> Consignes:
**A)** D'après l'extrait sur les cantines des foyers de Montreuil, depuis combien d'années Sadio est-elle cheffe cuisinière à la cantine solidaire du foyer Branly ?
**B)** Recopiez le passage de l'extrait sur les cantines des foyers de Montreuil qui va de « Avec le soutien » jusqu'à « prix des repas. » inclus.

> Extrait du texte:
━━━━━━━━━━━━━━━━━━━━━━━━━━━━━━

Sadio travaille depuis douze ans comme cheffe cuisinière à la cantine solidaire du foyer Branly, à Montreuil. / Crédits : Pauline Gauer
Avec cette activité, Nana paie un petit loyer à Ris-Orangis (91) et finance les études de son fils de 25 ans, en communication à l’université à Bamako. Sadio, elle, est logée depuis 2020 par le Samusocial dans un hôtel à Paris et envoie à ses proches restés au pays de l’argent. « Pas grand-chose mais c’est tout ce que je peux faire », murmure-t-elle en triturant les plis de sa robe jaune. Elle n’a pas vu sa famille depuis 20 ans :
« Si la cuisine ferme, qu’est-ce qu’on va faire après ? »

Nana travaille à la cantine du foyer Branly aux côtés de sa tante, Sadio. / Crédits : Pauline Gauer

Nana sert le tieb dans une feuille d'aluminium pour garder le riz au chaud. / Crédits : Pauline Gauer
« Le matin, quand je passe devant le foyer, je ne veux même pas regarder le chantier », lâche Madia en secouant la tête, les yeux fermés. « Tu dois payer le loyer, le médecin, le pass pour les transports… on va se retrouver à vendre dans la rue ? » La plupart du temps, les cantinières sans papiers sont obligées de se rediriger vers d’autres jobs, comme les ménages. À la différence des vendeurs de fruits et légumes à la sauvette, elles ont besoin d’un local pour préparer les repas. Parfois, elles tentent de continuer leur activité ailleurs, dans des conditions plus précaires encore : elles cuisinent dans des squats ou sous-louent des dark kitchen, pour ensuite vendre leurs barquettes dans la rue, à la merci des saisies de la police.
Avec le soutien des mairies, des cantines informelles ont déjà été transformées en restaurants associatifs formalisés, à l’image du projet qui a abouti en 2016 avec le « Nouveau Centenaire ». Dans cette résidence sociale en co-gestion à Montreuil, une vingtaine de personnes en réinsertion, dont des habitants du foyer, ont été employées et formées à la cuisine, avec du matériel professionnel. Mais l’entreprise a finalement mis la clef sous la porte, notamment en raison du montant élevé du loyer et de l’augmentation des prix des repas.

Les cantinières des foyers de travailleurs immigrés travaillent plus de 10 heures par jour. / Crédits : Pauline Gauer
« Nous voulons conserver la cantine du foyer Branly et qu’elle soit modernisée », brandit Toumany Soukouna, représentant du Comité de résidents. Le foyer de la rue Edouard-Branly a déjà été marqué par de longs mois de lutte en 2023. La même année, le foyer Bara a inauguré ses nouveaux locaux flambants neufs, sans leurs cantinières. Avec son marché, son café, ses concerts, ses couturiers, ce bâtiment historique, où ont habité jusqu’à 1.000 personnes, était un symbole de l’immigration des travailleurs maliens à Montreuil. Le foyer Branly, lui, se bat depuis deux ans pour garder ses espaces et ses cuisinières : les habitants ont mené des blocages contre le projet de rénovation initial, qui prévoyait la destruction de 60 places. Ils ont retardé le chantier de neuf mois et ont fini par faire céder le bailleur. Il a été acté qu’un deuxième bâtiment serait construit et les résidents ont obtenu que leur cuisine soit maintenue au moins le temps des travaux. Toumany insiste :
« On a vécu 40 ans comme ça. C’est notre maison ici. »

━━━━━━━━━━━━━━━━━━━━━━━━━━━━━━

> Enregistrements:
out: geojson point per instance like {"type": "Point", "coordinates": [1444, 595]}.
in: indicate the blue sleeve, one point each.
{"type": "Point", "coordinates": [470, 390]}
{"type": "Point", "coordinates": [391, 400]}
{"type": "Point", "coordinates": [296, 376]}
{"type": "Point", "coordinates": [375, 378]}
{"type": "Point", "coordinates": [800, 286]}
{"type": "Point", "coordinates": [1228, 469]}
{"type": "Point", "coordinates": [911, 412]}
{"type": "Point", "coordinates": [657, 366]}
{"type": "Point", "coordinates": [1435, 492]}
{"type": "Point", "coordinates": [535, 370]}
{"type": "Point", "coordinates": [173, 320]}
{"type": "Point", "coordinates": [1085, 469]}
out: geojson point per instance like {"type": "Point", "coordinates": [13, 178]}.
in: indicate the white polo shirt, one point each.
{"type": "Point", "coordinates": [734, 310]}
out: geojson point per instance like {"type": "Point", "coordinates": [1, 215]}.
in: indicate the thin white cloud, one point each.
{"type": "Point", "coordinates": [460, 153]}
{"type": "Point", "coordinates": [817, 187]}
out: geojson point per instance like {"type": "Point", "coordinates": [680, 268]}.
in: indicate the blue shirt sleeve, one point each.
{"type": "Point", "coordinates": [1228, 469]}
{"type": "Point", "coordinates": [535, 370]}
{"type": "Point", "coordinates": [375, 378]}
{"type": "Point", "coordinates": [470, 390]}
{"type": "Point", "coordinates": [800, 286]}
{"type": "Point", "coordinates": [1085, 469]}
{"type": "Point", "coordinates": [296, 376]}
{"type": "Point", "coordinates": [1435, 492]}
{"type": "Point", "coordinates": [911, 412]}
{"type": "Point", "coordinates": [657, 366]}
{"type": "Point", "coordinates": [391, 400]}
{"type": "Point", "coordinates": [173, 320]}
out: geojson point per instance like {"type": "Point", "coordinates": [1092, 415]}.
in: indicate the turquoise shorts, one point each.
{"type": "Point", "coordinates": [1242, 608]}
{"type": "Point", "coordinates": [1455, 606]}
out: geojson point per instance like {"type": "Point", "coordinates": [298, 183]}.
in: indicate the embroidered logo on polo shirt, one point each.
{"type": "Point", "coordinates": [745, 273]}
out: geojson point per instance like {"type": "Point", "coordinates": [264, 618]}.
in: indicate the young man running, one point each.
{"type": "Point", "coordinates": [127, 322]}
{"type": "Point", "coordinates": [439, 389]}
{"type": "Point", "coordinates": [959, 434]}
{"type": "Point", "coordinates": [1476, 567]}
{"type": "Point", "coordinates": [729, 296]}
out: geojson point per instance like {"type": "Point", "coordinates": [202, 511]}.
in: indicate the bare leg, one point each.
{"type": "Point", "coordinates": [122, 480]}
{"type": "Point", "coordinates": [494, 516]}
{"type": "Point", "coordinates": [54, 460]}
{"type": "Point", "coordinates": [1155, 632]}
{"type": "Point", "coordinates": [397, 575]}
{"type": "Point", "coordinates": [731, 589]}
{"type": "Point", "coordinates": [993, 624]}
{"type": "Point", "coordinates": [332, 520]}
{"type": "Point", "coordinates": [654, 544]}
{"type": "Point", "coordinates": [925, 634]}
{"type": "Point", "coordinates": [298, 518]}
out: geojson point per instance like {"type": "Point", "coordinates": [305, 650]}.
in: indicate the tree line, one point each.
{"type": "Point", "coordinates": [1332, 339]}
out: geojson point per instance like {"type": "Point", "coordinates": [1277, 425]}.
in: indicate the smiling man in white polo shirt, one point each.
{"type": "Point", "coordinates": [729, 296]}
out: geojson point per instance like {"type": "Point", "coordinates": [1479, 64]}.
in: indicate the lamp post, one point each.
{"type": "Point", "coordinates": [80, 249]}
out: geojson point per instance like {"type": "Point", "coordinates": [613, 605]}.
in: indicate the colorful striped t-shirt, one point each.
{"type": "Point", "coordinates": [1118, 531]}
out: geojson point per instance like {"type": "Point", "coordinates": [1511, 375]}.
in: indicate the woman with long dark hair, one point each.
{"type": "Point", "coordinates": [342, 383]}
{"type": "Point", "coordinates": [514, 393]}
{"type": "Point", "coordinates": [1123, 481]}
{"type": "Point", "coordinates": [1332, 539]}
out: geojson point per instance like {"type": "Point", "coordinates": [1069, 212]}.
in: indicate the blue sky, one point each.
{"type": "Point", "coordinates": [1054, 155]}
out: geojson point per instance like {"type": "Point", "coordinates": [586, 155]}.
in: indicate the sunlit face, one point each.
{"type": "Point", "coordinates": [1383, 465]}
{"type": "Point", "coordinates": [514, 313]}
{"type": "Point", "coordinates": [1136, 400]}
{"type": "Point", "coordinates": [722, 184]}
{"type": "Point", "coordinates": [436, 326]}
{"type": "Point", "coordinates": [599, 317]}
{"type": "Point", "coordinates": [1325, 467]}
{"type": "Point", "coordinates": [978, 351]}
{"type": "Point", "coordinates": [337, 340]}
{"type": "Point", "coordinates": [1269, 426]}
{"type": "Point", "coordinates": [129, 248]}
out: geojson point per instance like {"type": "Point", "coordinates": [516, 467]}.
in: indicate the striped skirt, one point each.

━━━━━━━━━━━━━━━━━━━━━━━━━━━━━━

> Réponses rédigées:
**A)** Depuis douze ans.

**B)**
Avec le soutien des mairies, des cantines informelles ont déjà été transformées en restaurants associatifs formalisés, à l’image du projet qui a abouti en 2016 avec le « Nouveau Centenaire ». Dans cette résidence sociale en co-gestion à Montreuil, une vingtaine de personnes en réinsertion, dont des habitants du foyer, ont été employées et formées à la cuisine, avec du matériel professionnel. Mais l’entreprise a finalement mis la clef sous la porte, notamment en raison du montant élevé du loyer et de l’augmentation des prix des repas.